• [INSTRUCCIÓN 1] Duplica de forma íntegra y literal el fragmento sobre César Vallejo y Antenor Orrego.

• [FRAGMENTO DEL DOCUMENTO]
○ ○ ○ ○ ○ ○ ○

Es también por estos años el joven poeta que aceptaba con orgullosa humildad las críticas a sus primeros escarceos literarios. En este sentido, Antenor Orrego cumplirá una labor encomiable y ejemplar. Cuando en 1914 Vallejo le alcanzó un manojo de poemas de impecable versificación pero factura clásica que revelaba las influencias de Góngora, Garcilazo y Lope de Vega, Orrego le aconsejó que olvidara esos poemas epigonales y escribiera otros en los que expresara su más recóndita sensibilidad humana. Pocas semanas más tarde, César Vallejo, desde Santiago de Chuco, le escribía: “Tus palabras han sido como un fiat lux que arrancaran del abismo algo que se debatía oscuramente en mi ser y que pugnaba por nacer y alcanzar la vida…”, y a continuación expresaba: “…se han desvanecido todas mis vacilaciones y marcharé seguro de mí mismo contra todas las negociaciones, contra todas las contras”.

○ ○ ○ ○ ○ ○ ○

• [MATERIAL DE TRABAJO]

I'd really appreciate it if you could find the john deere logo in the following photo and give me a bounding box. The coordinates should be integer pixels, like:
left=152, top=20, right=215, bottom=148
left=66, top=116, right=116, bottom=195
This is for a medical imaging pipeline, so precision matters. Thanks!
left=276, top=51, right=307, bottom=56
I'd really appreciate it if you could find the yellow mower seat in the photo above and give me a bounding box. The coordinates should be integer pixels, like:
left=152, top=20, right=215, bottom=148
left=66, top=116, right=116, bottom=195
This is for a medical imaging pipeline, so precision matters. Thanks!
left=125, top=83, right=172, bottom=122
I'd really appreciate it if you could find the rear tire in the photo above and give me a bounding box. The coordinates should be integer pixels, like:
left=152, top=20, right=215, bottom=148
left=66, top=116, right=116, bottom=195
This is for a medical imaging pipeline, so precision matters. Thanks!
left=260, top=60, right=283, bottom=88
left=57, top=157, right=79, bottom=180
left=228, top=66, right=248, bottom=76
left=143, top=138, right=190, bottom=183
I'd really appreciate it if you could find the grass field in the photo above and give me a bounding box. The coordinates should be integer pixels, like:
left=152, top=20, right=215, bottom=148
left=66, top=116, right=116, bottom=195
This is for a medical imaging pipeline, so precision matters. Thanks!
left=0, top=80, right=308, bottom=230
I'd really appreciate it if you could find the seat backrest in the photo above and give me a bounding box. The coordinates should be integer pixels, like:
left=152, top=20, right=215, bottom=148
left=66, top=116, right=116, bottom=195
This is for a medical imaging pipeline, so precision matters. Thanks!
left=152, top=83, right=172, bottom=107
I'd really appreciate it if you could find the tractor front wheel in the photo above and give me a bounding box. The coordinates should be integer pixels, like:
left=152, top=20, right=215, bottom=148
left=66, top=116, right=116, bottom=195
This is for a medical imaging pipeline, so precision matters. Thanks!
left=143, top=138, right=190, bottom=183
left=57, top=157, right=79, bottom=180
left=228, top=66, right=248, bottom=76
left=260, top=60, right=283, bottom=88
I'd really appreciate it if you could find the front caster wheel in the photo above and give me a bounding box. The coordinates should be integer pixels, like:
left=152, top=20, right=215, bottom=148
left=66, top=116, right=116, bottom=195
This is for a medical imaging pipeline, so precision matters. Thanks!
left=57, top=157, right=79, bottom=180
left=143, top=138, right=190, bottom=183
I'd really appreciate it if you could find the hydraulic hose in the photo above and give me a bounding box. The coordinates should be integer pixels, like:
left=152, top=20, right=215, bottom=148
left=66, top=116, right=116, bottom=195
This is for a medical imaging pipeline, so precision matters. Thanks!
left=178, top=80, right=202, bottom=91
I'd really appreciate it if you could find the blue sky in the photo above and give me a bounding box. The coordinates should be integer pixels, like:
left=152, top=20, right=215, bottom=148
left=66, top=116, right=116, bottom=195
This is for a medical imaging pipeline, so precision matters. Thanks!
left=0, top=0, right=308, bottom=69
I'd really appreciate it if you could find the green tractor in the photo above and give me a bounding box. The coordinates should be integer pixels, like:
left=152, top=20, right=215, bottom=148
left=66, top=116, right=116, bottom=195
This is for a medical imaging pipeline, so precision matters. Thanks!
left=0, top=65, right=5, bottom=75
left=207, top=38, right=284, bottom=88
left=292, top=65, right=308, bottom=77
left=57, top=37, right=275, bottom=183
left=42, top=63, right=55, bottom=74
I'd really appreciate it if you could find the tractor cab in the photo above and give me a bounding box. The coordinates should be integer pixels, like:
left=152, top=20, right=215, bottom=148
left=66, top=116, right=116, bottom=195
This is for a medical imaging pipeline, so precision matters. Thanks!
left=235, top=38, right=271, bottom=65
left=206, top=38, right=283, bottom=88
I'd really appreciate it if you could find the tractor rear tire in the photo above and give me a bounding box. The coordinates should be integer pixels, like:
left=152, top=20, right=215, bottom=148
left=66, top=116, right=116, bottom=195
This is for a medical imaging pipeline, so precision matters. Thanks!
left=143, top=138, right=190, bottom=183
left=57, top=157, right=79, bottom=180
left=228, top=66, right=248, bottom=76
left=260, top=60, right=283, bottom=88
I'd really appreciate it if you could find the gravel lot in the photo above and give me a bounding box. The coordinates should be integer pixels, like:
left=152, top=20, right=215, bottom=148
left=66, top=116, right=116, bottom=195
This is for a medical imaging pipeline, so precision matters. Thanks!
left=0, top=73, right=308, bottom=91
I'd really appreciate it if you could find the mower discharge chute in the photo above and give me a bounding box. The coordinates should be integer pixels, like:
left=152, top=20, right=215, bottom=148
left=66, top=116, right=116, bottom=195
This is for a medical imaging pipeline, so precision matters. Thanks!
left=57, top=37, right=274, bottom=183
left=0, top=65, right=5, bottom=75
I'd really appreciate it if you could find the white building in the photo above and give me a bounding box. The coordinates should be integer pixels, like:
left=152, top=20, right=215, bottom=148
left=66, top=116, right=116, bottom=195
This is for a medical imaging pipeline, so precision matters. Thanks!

○ ○ ○ ○ ○ ○ ○

• [INSTRUCCIÓN 2] Expresa como lista numerada la parte de los registros que comienza con la línea que contiene "I'd really appreciate it if you could find the yellow" y termina con la que contiene "left=152, top=83, right=172, bottom=107", ambas incluidas. Incluye solo esas líneas y omite las que estén en blanco.

• [RESULTADO FINAL 1]
Es también por estos años el joven poeta que aceptaba con orgullosa humildad las críticas a sus primeros escarceos literarios. En este sentido, Antenor Orrego cumplirá una labor encomiable y ejemplar. Cuando en 1914 Vallejo le alcanzó un manojo de poemas de impecable versificación pero factura clásica que revelaba las influencias de Góngora, Garcilazo y Lope de Vega, Orrego le aconsejó que olvidara esos poemas epigonales y escribiera otros en los que expresara su más recóndita sensibilidad humana. Pocas semanas más tarde, César Vallejo, desde Santiago de Chuco, le escribía: “Tus palabras han sido como un fiat lux que arrancaran del abismo algo que se debatía oscuramente en mi ser y que pugnaba por nacer y alcanzar la vida…”, y a continuación expresaba: “…se han desvanecido todas mis vacilaciones y marcharé seguro de mí mismo contra todas las negociaciones, contra todas las contras”.

• [RESULTADO FINAL 2]
1. I'd really appreciate it if you could find the yellow mower seat in the photo above and give me a bounding box. The coordinates should be integer pixels, like:
2. left=152, top=20, right=215, bottom=148
3. left=66, top=116, right=116, bottom=195
4. This is for a medical imaging pipeline, so precision matters. Thanks!
5. left=125, top=83, right=172, bottom=122
6. I'd really appreciate it if you could find the rear tire in the photo above and give me a bounding box. The coordinates should be integer pixels, like:
7. left=152, top=20, right=215, bottom=148
8. left=66, top=116, right=116, bottom=195
9. This is for a medical imaging pipeline, so precision matters. Thanks!
10. left=260, top=60, right=283, bottom=88
11. left=57, top=157, right=79, bottom=180
12. left=228, top=66, right=248, bottom=76
13. left=143, top=138, right=190, bottom=183
14. I'd really appreciate it if you could find the grass field in the photo above and give me a bounding box. The coordinates should be integer pixels, like:
15. left=152, top=20, right=215, bottom=148
16. left=66, top=116, right=116, bottom=195
17. This is for a medical imaging pipeline, so precision matters. Thanks!
18. left=0, top=80, right=308, bottom=230
19. I'd really appreciate it if you could find the seat backrest in the photo above and give me a bounding box. The coordinates should be integer pixels, like:
20. left=152, top=20, right=215, bottom=148
21. left=66, top=116, right=116, bottom=195
22. This is for a medical imaging pipeline, so precision matters. Thanks!
23. left=152, top=83, right=172, bottom=107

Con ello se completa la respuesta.